[Start Source excerpt]

The off-line facility is also equipped with the ALPHA II (See Figure 2) compact interferometer by Bruker (PRP@CERIC*). Conceived for being portable and easy to use, the ALPHA II system is equipped for ATR and reflection non-contact measurements, particularly useful for surface analysis of bulky samples.
An additional VERTEX 70 interferometer is also available.

Figure 1 VERTEX 70v interferometer coupled with Hyperion 3000 microscope

Vertex 70v interferometer Technical Specifications Spectral Ranges & Sources MIR to FIR Internal MIR and External water cooled MIR Detectors Room-T DTGS detectors, up to 60 cm-1; Nitrogen Cooled MCT detector up to 650 cm-1 Beamsplitters KBr and FIR/MIR-silicon Accessories single reflection PIKE Miracle (Ge, Si, diamond IREs) grazing angle single reflection G-ATR Harrick Scientific (Ge IREs) 25-reflections Harrick scientific (Ge, Si, ZnSe IRE) monolithic diamond ATR PLATINUM (Bruker) diamond compression cell (2 mm culet) diamond anvil cell (800 µm culet) demountable FTIR transmission cell (Harrick Scientific) A513/Q Variable angle reflection IRRAS accessory by Bruker

 

Figure 2 ALPHA II at SISSI-Bio offline

ALPHA II Technical Specifications Spectral Range  500 - 6000 cm-1 Spectral Resolution  Better than 2 cm-1 Accessories ZnSe Single Reflection ATR module; Contactless Reflection module

SISSI-Bio offline features two FTIR microscopes, for correlating the morphological features of a sample with its local chemistry in the MIR. The Hyperion 3000 Vis/IR microscope (see Figure 1), coupled with the vertex 70v microscope, is equipped with a single point MCT detector for single point measurements and hyperspectral mapping. It also mounts a bidimensional Focal Plane Array (FPA) detector for hyperspectral imaging (64X64 pixels). Transmission, reflection, grazing incidence and micro-ATR sampling modalities are possible (15X, 36X objectives; micro-ATR objective; grazing incidence (GIR) objective). In addition, a FTIR-600 Linkam cell devoted to dedicated T-dependent studies (-195°C-600°C) may be exploited.

[End Source excerpt]

■ Tasks to perform
a: According to the facility description, how many pixels does the Focal Plane Array detector on the Hyperion 3000 microscope have?
b: Does each statement agree with the facility description? Answer yes or no for each, and quote the words that decide it. (i) The ALPHA II interferometer is made by Bruker. (ii) The Hyperion 3000 microscope carries only a single point detector. (iii) The FTIR-600 Linkam cell can reach 600°C.
c: Reproduce the stretch of the facility description from "SISSI-Bio offline features" through "(-195°C-600°C) may be exploited.".

[Start Data records]

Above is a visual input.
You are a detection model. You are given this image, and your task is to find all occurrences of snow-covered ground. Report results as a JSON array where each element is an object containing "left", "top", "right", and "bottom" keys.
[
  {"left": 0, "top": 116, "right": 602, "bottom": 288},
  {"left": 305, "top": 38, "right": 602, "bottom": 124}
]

[End Data records]

■ Written answers
a: 64X64 pixels.

b:
(i) Yes: "the ALPHA II (See Figure 2) compact interferometer by Bruker"
(ii) No: "It also mounts a bidimensional Focal Plane Array (FPA) detector for hyperspectral imaging (64X64 pixels)."
(iii) Yes: "a FTIR-600 Linkam cell devoted to dedicated T-dependent studies (-195°C-600°C)"

c:
SISSI-Bio offline features two FTIR microscopes, for correlating the morphological features of a sample with its local chemistry in the MIR. The Hyperion 3000 Vis/IR microscope (see Figure 1), coupled with the vertex 70v microscope, is equipped with a single point MCT detector for single point measurements and hyperspectral mapping. It also mounts a bidimensional Focal Plane Array (FPA) detector for hyperspectral imaging (64X64 pixels). Transmission, reflection, grazing incidence and micro-ATR sampling modalities are possible (15X, 36X objectives; micro-ATR objective; grazing incidence (GIR) objective). In addition, a FTIR-600 Linkam cell devoted to dedicated T-dependent studies (-195°C-600°C) may be exploited.